Point placement entries:

##############################

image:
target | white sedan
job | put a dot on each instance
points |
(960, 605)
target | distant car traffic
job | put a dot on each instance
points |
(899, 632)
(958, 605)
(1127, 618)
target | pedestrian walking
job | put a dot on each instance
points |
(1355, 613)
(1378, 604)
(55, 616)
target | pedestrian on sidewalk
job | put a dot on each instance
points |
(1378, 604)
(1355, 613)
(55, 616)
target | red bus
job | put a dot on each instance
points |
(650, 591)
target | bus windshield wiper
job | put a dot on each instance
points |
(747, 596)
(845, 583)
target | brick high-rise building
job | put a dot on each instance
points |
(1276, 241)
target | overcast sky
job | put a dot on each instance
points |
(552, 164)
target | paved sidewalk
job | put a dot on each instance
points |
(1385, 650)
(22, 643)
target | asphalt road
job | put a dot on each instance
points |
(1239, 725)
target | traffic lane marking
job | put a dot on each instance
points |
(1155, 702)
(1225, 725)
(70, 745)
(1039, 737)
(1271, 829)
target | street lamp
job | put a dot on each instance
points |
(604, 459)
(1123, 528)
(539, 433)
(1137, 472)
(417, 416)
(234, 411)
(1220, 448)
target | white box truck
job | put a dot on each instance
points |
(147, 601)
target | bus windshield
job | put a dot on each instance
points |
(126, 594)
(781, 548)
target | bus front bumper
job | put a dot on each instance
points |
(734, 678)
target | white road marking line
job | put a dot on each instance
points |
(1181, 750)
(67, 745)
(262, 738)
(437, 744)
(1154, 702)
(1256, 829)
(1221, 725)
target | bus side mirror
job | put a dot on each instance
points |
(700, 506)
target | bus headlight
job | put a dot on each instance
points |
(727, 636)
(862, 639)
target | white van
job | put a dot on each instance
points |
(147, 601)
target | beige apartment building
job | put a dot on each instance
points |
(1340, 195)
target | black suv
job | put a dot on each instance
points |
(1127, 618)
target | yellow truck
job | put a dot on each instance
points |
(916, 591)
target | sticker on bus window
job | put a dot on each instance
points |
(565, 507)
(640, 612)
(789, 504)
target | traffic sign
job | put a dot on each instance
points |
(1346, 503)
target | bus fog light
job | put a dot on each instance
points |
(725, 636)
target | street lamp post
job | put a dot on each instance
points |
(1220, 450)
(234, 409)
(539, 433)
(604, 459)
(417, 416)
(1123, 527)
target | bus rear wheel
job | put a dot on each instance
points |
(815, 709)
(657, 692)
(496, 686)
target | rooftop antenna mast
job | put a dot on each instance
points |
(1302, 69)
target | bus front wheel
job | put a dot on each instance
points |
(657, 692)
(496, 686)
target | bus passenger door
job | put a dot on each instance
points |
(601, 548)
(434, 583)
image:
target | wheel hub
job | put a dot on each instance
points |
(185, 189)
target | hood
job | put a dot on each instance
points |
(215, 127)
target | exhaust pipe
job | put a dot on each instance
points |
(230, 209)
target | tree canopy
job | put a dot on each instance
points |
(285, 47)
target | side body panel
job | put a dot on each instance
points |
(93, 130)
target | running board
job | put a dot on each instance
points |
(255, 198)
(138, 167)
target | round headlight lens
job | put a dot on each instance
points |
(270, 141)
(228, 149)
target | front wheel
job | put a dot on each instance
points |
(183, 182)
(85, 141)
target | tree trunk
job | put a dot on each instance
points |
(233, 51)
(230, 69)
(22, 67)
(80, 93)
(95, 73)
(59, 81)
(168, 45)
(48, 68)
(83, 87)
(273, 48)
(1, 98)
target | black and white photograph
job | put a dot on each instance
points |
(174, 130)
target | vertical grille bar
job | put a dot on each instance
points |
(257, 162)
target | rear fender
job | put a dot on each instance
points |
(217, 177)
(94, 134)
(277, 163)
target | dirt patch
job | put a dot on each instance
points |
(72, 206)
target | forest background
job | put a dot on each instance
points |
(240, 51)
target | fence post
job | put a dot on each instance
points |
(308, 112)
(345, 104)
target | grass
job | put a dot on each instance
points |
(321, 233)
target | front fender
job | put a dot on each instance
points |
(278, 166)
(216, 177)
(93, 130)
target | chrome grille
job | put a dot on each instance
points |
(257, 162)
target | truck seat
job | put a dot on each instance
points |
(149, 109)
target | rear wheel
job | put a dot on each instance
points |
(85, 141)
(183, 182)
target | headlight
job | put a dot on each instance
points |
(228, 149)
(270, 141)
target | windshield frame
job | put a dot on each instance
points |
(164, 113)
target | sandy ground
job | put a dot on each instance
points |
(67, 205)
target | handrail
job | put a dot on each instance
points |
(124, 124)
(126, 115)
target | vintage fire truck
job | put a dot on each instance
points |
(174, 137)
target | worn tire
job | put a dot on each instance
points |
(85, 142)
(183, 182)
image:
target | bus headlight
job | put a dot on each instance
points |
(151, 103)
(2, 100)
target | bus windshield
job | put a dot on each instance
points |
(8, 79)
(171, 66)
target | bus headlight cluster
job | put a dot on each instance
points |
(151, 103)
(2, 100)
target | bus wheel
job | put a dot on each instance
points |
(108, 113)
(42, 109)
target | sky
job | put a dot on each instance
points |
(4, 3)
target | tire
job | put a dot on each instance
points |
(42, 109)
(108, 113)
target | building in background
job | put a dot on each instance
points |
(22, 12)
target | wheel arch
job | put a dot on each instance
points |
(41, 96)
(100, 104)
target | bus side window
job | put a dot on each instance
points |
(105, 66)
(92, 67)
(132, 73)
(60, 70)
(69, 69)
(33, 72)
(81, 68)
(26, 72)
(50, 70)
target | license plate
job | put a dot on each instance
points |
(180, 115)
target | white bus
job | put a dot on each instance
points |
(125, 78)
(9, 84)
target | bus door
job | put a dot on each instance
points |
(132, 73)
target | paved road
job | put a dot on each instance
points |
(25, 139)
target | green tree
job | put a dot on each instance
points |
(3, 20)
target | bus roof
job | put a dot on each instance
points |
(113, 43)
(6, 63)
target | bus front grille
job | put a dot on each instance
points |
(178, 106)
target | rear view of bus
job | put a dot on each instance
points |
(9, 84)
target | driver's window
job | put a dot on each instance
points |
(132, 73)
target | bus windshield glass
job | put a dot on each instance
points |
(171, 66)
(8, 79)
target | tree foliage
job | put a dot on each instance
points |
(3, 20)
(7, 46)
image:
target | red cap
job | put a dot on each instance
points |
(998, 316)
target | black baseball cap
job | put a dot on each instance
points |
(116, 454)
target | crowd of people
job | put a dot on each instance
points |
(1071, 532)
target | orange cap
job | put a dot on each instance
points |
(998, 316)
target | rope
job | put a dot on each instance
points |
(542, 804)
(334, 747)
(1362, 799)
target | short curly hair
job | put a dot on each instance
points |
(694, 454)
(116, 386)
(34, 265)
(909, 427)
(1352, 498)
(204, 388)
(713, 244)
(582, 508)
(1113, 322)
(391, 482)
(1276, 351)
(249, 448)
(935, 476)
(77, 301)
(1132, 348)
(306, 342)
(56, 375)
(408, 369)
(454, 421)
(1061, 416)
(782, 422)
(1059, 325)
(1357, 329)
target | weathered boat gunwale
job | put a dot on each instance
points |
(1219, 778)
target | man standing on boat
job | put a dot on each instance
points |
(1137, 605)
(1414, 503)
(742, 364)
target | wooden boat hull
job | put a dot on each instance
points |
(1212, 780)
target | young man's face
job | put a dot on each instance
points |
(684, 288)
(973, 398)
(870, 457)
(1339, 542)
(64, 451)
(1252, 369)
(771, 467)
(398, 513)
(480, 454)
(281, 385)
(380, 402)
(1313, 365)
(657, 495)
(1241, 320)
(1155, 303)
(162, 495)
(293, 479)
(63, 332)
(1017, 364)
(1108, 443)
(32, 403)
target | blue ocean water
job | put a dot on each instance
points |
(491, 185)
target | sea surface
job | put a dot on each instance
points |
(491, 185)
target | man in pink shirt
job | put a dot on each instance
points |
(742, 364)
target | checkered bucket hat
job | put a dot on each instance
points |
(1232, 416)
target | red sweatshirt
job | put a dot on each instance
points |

##############################

#### [Short exercise]
Reproduce the lines above without any changes, from the line containing "target | bus door" to the line containing "(1362, 799)".

#### [The solution]
target | bus door
job | put a dot on each instance
points |
(132, 73)
target | paved road
job | put a dot on each instance
points |
(25, 139)
target | green tree
job | put a dot on each instance
points |
(3, 20)
target | bus roof
job | put a dot on each instance
points |
(113, 43)
(6, 63)
target | bus front grille
job | put a dot on each instance
points |
(178, 106)
target | rear view of bus
job | put a dot on each instance
points |
(9, 84)
target | driver's window
job | put a dot on each instance
points |
(132, 73)
target | bus windshield glass
job | put a dot on each instance
points |
(171, 66)
(8, 79)
target | tree foliage
job | put a dot on each instance
points |
(3, 20)
(7, 46)
image:
target | red cap
job | put a dot on each instance
points |
(998, 316)
target | black baseball cap
job | put a dot on each instance
points |
(116, 454)
target | crowd of people
job | put a dot on each instance
points |
(1071, 532)
target | orange cap
job | put a dot on each instance
points |
(998, 316)
target | rope
job | put a dot on each instance
points |
(542, 804)
(334, 747)
(1362, 799)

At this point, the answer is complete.